▶ [WRITTEN REQUEST]:
Copy down all of the data underneath, exactly as shown.

▶ [ENTRIES SHOWN]:

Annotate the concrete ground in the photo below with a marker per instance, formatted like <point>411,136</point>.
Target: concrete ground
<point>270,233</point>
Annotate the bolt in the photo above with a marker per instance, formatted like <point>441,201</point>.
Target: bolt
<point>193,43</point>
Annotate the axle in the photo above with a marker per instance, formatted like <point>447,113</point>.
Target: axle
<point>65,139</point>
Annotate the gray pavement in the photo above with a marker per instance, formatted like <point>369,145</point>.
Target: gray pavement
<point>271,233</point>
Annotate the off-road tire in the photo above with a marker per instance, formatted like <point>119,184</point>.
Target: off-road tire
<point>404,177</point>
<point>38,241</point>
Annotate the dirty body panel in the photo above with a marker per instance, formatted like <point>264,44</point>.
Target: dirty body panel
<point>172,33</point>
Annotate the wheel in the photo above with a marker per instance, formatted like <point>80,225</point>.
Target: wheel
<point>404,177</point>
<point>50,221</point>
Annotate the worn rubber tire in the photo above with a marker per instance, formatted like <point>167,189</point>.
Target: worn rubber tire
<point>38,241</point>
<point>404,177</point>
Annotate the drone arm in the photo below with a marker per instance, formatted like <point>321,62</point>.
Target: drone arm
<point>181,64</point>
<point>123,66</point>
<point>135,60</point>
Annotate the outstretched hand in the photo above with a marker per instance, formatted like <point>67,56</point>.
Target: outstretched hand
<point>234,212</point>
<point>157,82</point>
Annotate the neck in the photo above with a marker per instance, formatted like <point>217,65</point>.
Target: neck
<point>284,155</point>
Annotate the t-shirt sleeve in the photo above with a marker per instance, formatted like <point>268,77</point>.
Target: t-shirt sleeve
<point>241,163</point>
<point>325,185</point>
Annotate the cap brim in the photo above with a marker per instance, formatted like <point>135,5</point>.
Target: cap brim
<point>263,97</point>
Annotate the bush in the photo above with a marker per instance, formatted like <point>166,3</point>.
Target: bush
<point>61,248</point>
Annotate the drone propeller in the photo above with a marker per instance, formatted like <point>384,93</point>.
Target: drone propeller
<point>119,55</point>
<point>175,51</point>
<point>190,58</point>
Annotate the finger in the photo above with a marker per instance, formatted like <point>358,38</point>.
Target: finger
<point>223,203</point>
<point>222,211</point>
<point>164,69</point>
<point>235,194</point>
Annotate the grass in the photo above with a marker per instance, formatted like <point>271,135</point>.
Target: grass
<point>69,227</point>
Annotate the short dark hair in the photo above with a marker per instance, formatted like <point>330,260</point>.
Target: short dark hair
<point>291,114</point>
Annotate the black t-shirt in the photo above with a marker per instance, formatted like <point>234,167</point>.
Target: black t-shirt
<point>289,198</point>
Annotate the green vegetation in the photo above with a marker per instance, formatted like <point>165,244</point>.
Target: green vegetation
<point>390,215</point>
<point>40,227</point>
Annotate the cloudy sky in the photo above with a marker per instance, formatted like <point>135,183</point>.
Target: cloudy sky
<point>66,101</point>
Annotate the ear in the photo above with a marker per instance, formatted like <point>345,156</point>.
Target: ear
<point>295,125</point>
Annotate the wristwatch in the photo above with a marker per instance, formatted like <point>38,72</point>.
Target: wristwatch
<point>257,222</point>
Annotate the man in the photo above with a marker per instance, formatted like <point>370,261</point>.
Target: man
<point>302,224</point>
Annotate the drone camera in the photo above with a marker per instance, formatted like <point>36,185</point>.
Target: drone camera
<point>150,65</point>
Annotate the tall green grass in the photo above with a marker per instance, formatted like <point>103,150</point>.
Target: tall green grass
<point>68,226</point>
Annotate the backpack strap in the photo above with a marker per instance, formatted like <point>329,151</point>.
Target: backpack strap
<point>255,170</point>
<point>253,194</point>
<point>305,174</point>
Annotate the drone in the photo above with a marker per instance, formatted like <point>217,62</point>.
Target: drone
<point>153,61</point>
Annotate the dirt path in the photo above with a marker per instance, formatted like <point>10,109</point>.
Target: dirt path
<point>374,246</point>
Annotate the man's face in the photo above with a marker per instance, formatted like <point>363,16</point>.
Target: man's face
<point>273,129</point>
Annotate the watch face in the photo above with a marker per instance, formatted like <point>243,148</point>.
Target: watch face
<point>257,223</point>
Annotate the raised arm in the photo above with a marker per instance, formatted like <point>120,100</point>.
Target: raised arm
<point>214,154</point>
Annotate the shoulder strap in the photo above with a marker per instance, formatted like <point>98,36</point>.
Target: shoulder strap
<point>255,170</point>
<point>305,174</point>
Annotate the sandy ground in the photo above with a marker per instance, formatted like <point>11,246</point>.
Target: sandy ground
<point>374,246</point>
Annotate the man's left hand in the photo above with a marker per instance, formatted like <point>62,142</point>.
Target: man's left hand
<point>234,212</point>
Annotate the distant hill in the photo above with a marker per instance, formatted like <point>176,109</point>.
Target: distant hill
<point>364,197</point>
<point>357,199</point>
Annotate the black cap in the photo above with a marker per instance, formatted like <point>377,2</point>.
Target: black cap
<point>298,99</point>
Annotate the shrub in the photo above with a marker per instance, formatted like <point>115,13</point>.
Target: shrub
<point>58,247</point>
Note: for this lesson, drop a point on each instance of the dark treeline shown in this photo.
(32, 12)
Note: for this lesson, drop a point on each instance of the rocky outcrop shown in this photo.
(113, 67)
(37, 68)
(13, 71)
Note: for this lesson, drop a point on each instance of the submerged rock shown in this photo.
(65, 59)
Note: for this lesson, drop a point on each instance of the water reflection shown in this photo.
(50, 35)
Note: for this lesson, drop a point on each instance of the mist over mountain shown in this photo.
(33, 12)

▶ [ANSWER TO THIS PROBLEM]:
Annotate the concrete ground in the photo below with a marker per instance, formatted like <point>411,136</point>.
Target: concrete ground
<point>270,233</point>
Annotate the bolt in the photo above with a marker per instance, formatted like <point>441,201</point>.
Target: bolt
<point>193,43</point>
Annotate the axle in the photo above with a marker per instance, formatted like <point>447,113</point>.
Target: axle
<point>65,139</point>
Annotate the gray pavement in the photo above with a marker per instance, formatted like <point>369,145</point>.
Target: gray pavement
<point>271,233</point>
Annotate the off-road tire in the photo above with a marker per instance, formatted like <point>119,184</point>.
Target: off-road tire
<point>404,177</point>
<point>38,241</point>
Annotate the dirty body panel in the photo above with a marker per instance, formatted like <point>264,44</point>.
Target: dirty body panel
<point>172,33</point>
Annotate the wheel in the photo above with a marker per instance, formatted like <point>80,225</point>.
Target: wheel
<point>404,177</point>
<point>50,221</point>
Annotate the worn rubber tire in the photo above with a marker per instance, formatted like <point>167,189</point>.
Target: worn rubber tire
<point>38,241</point>
<point>404,177</point>
Annotate the drone arm in the photo below with a marker per instance, formatted like <point>321,62</point>.
Target: drone arm
<point>181,64</point>
<point>123,66</point>
<point>135,60</point>
Annotate the outstretched hand in the photo above with a marker per instance, formatted like <point>67,56</point>.
Target: outstretched hand
<point>234,212</point>
<point>157,82</point>
Annotate the neck in the photo above with a marker per instance, formatted like <point>217,65</point>.
Target: neck
<point>284,155</point>
Annotate the t-shirt sleeve in the photo above with a marker per instance, formatted like <point>268,77</point>.
Target: t-shirt sleeve
<point>241,163</point>
<point>325,185</point>
Annotate the cap brim in the photo above with a marker per instance, formatted like <point>135,5</point>.
Target: cap brim
<point>263,97</point>
Annotate the bush in the photo above with a marker per instance, formatted like <point>166,3</point>.
Target: bush
<point>61,248</point>
Annotate the drone propeller in the photo above with a marker per instance, formatted like <point>384,93</point>.
Target: drone propeller
<point>119,55</point>
<point>175,51</point>
<point>190,58</point>
Annotate the finger in the photo above with a marker per instance, formatted like <point>358,38</point>.
Target: finger
<point>223,203</point>
<point>222,211</point>
<point>164,69</point>
<point>235,194</point>
Annotate the grass in the photo above with a marker per instance, formatted like <point>271,135</point>.
Target: grass
<point>69,227</point>
Annotate the short dark hair in the photo above with a marker per instance, formatted like <point>330,260</point>.
Target: short dark hair
<point>291,114</point>
Annotate the black t-shirt in the photo above with a marker per instance, formatted like <point>234,167</point>.
Target: black t-shirt
<point>289,198</point>
Annotate the green vegetation in the photo above with a marker per instance, formatted like <point>165,244</point>.
Target: green vegetation
<point>390,215</point>
<point>40,227</point>
Annotate the cloudy sky in the photo above with a marker per instance, formatted like <point>135,183</point>.
Target: cloudy sky
<point>66,101</point>
Annotate the ear in the photo above with a marker per instance, formatted like <point>345,156</point>.
Target: ear
<point>295,125</point>
Annotate the wristwatch in the photo above with a marker per instance, formatted like <point>38,72</point>.
Target: wristwatch
<point>257,222</point>
Annotate the man in the photo above with a marker per instance, formatted like <point>370,261</point>.
Target: man
<point>302,224</point>
Annotate the drone camera in the photo above with a marker per instance, formatted like <point>36,185</point>.
Target: drone camera
<point>150,65</point>
Annotate the tall green grass in the photo above with a marker per instance, formatted like <point>103,150</point>.
Target: tall green grass
<point>68,226</point>
Annotate the backpack strap in the photo above with a marker per instance, formatted like <point>329,151</point>.
Target: backpack strap
<point>255,170</point>
<point>253,194</point>
<point>305,174</point>
Annotate the drone in the photo above with a marker per instance, formatted like <point>217,62</point>.
Target: drone
<point>153,61</point>
Annotate the dirt path in the photo above with a marker per instance, formatted like <point>10,109</point>.
Target: dirt path
<point>374,246</point>
Annotate the man's face in the photo above with a marker per instance, formatted like <point>363,16</point>.
Target: man's face
<point>273,129</point>
Annotate the watch face in the photo above with a marker per instance, formatted like <point>243,148</point>.
Target: watch face
<point>257,223</point>
Annotate the raised arm in the photo above with a marker per instance, formatted like <point>120,100</point>.
Target: raised arm
<point>214,154</point>
Annotate the shoulder strap in the photo above with a marker per instance, formatted like <point>98,36</point>.
Target: shoulder strap
<point>255,170</point>
<point>305,174</point>
Annotate the sandy ground in the photo above with a marker per instance, formatted like <point>11,246</point>.
Target: sandy ground
<point>374,246</point>
Annotate the man's left hand in the photo above with a marker per instance, formatted like <point>62,142</point>.
Target: man's left hand
<point>234,212</point>
Annotate the distant hill in the photo above with a marker per instance, formatted like <point>176,109</point>.
Target: distant hill
<point>364,197</point>
<point>357,199</point>
Annotate the black cap in the photo above with a marker per instance, formatted like <point>377,2</point>.
Target: black cap
<point>298,99</point>
Annotate the shrub in the photo above with a marker per instance, formatted like <point>115,13</point>.
Target: shrub
<point>58,247</point>
Note: for this lesson, drop a point on each instance of the dark treeline shown in this photo.
(32, 12)
Note: for this lesson, drop a point on each instance of the rocky outcrop shown in this photo.
(113, 67)
(37, 68)
(13, 71)
Note: for this lesson, drop a point on each instance of the submerged rock shown in this photo.
(65, 59)
Note: for this lesson, drop a point on each instance of the water reflection shown in this photo.
(50, 35)
Note: for this lesson, drop a point on each instance of the mist over mountain shown in this photo.
(33, 12)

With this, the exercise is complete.